SOURCE EXTRACT:
Start

Breaking The Mould

By Paul Rigg

"My life would be very puzzling to most people if they had to follow me around for a day or two," says country and western star Brad Paisley. "They'd say, 'Wait a minute, yesterday we were out fishing on your pond, and now today we're going to William Shatner's for dinner?' I jetset around and play these songs and get to hang with some pretty amazing people, then I go home to [something of] a disaster area of a farm.”     

Brad Paisley wears a Stetson and in many ways appears to be the archetype of a clean-cut cowboy living on a ranch. But looks can be deceptive, as the Virginian has many sides to his personality. One side, certainly, is of an enormously successful country singer who has sold over 11 million albums, and has had no less than 19 number 1 hits on the US Billboard country chart. Among his musical achievements, Paisley has won three Grammys, and at a young age grabbed country music’s biggest prize by joining the ranks of those who have won the Grand Ole Opry, which is a century old country live music and radio channel that recognizes particularly outstanding acts.
  

  

Paisley has also played with many legends outside the traditional country scene, including Mick Jagger,
John Fogerty, Bill Anderson, Timbaland, and those who have ‘crossed over’ into the mainstream, like Johnny Cash and Dolly Parton. He is also a huge fan of artists beyond his genre, such as Eric Clapton, Albert Lee, Jeff Beck, Snow Patrol and Coldplay. Furthermore Paisley has ventured into films, books and philanthropy. In short, this is a man who continually breaks conventional boundaries. But just who is he? 
     

Brad Douglas Paisley
 was born on 28 October, 1972 in Glen Dale, West Virginia. His passion for country music came from his maternal grandfather, Warren Jarvis, who also gifted him his first guitar, a Sears Danelectro Silvertone, at age seven. Soon after he hit the stage at his local church to play, and when the parishioners heard what he could do, they rejected the other musicians on offer and demanded that Brad do the whole thing." That first concert set him on the path to popularity: "Pretty soon, I was performing at every Christmas party and Mother's Day event. The neat thing about a small town is that when you want to be an artist, by golly, they'll make you one,” he says.

End

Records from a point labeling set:
Start

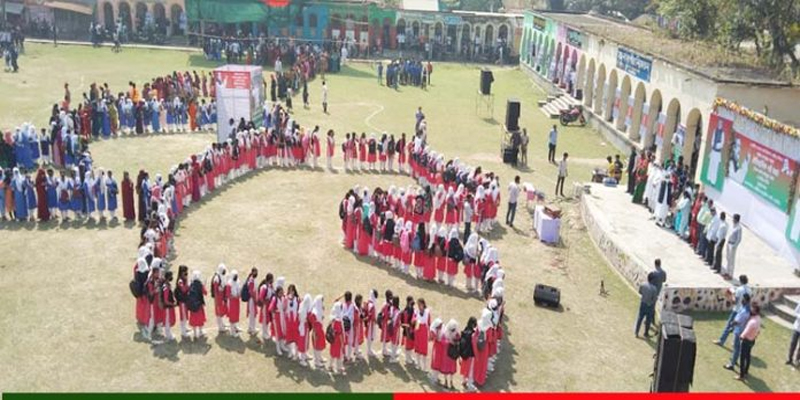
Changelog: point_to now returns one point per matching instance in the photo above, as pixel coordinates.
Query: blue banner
(634, 64)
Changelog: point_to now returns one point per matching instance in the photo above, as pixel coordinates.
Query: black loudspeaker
(512, 115)
(486, 81)
(675, 355)
(509, 155)
(546, 295)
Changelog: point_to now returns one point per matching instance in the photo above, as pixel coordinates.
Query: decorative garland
(758, 118)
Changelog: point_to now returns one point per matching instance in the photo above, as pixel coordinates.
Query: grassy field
(66, 316)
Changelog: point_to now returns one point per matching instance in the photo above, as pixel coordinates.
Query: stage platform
(630, 240)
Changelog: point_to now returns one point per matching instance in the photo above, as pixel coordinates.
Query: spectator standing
(513, 195)
(551, 144)
(562, 175)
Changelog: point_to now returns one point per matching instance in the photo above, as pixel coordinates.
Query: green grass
(66, 317)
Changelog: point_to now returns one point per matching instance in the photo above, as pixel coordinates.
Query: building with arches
(681, 99)
(168, 15)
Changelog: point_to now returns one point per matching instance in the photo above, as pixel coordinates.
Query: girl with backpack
(315, 321)
(303, 329)
(369, 313)
(419, 248)
(455, 254)
(438, 352)
(422, 321)
(218, 293)
(408, 323)
(196, 305)
(467, 354)
(448, 342)
(181, 296)
(233, 297)
(167, 303)
(335, 336)
(480, 340)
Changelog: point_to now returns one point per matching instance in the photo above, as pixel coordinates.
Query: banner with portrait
(719, 132)
(764, 171)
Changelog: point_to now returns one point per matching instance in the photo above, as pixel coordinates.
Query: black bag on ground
(195, 300)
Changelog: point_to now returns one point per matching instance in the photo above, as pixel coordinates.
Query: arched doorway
(141, 15)
(465, 36)
(691, 144)
(108, 16)
(625, 93)
(600, 91)
(175, 13)
(580, 82)
(636, 120)
(651, 124)
(610, 95)
(670, 126)
(125, 15)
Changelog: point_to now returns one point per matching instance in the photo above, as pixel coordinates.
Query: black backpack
(465, 344)
(453, 351)
(195, 300)
(481, 340)
(330, 335)
(245, 295)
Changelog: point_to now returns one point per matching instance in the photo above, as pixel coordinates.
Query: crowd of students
(295, 324)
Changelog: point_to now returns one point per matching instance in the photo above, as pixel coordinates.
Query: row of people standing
(412, 226)
(299, 330)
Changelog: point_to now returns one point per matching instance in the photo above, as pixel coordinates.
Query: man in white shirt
(324, 97)
(721, 235)
(562, 174)
(513, 195)
(734, 238)
(551, 144)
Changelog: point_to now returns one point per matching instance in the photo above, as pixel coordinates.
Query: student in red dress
(331, 147)
(277, 311)
(369, 312)
(394, 328)
(218, 293)
(449, 337)
(362, 152)
(167, 303)
(264, 299)
(315, 322)
(407, 323)
(292, 320)
(422, 322)
(385, 323)
(468, 356)
(480, 340)
(181, 295)
(337, 348)
(304, 329)
(127, 198)
(437, 354)
(196, 304)
(233, 296)
(251, 297)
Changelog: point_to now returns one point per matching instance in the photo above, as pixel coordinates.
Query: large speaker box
(546, 295)
(675, 354)
(486, 81)
(512, 114)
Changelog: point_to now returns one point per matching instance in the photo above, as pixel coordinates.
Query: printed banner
(719, 131)
(634, 64)
(762, 170)
(793, 227)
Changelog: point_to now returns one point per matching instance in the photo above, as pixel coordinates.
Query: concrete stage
(630, 240)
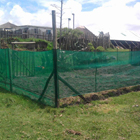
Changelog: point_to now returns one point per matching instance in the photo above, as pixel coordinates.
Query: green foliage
(91, 47)
(100, 49)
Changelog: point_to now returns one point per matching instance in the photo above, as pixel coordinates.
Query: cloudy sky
(97, 15)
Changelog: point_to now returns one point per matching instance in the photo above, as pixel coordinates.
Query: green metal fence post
(10, 69)
(55, 59)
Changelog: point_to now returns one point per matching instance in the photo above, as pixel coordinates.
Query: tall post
(73, 19)
(61, 23)
(69, 22)
(55, 58)
(10, 69)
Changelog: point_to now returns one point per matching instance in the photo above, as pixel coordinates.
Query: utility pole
(61, 22)
(69, 22)
(73, 19)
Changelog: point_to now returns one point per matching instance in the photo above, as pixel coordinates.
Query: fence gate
(23, 63)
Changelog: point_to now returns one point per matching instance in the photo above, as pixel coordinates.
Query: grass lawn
(116, 118)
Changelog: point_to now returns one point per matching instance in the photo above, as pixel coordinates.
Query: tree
(70, 39)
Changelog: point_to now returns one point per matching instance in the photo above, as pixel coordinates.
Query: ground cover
(115, 118)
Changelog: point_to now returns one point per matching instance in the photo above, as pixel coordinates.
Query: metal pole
(55, 58)
(61, 22)
(73, 19)
(10, 70)
(69, 22)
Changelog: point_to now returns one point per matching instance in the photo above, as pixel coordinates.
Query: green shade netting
(86, 72)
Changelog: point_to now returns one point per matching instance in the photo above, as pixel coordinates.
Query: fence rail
(42, 35)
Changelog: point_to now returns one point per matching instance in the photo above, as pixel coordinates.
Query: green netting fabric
(29, 72)
(4, 69)
(32, 73)
(89, 72)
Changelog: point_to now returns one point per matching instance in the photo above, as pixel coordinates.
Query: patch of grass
(115, 118)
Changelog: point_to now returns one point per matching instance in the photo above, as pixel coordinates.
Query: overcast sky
(97, 15)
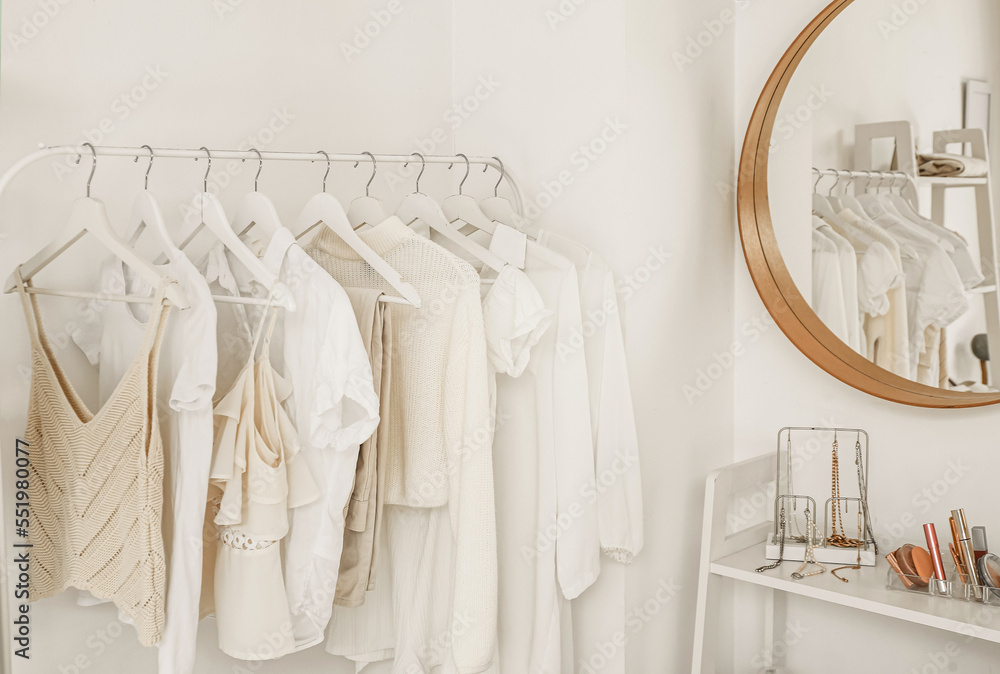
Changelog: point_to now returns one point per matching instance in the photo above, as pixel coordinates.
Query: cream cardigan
(440, 426)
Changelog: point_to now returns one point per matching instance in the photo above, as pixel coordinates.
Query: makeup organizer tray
(794, 545)
(953, 588)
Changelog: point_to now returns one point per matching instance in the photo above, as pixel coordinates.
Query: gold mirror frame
(774, 284)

End

PROBLEM: Reproduce the stretch of the Brad Paisley profile from "Paisley has also" through "just who is he?". The records stand apart from the Brad Paisley profile.

EXERCISE SOLUTION:
Paisley has also played with many legends outside the traditional country scene, including Mick Jagger,
John Fogerty, Bill Anderson, Timbaland, and those who have ‘crossed over’ into the mainstream, like Johnny Cash and Dolly Parton. He is also a huge fan of artists beyond his genre, such as Eric Clapton, Albert Lee, Jeff Beck, Snow Patrol and Coldplay. Furthermore Paisley has ventured into films, books and philanthropy. In short, this is a man who continually breaks conventional boundaries. But just who is he?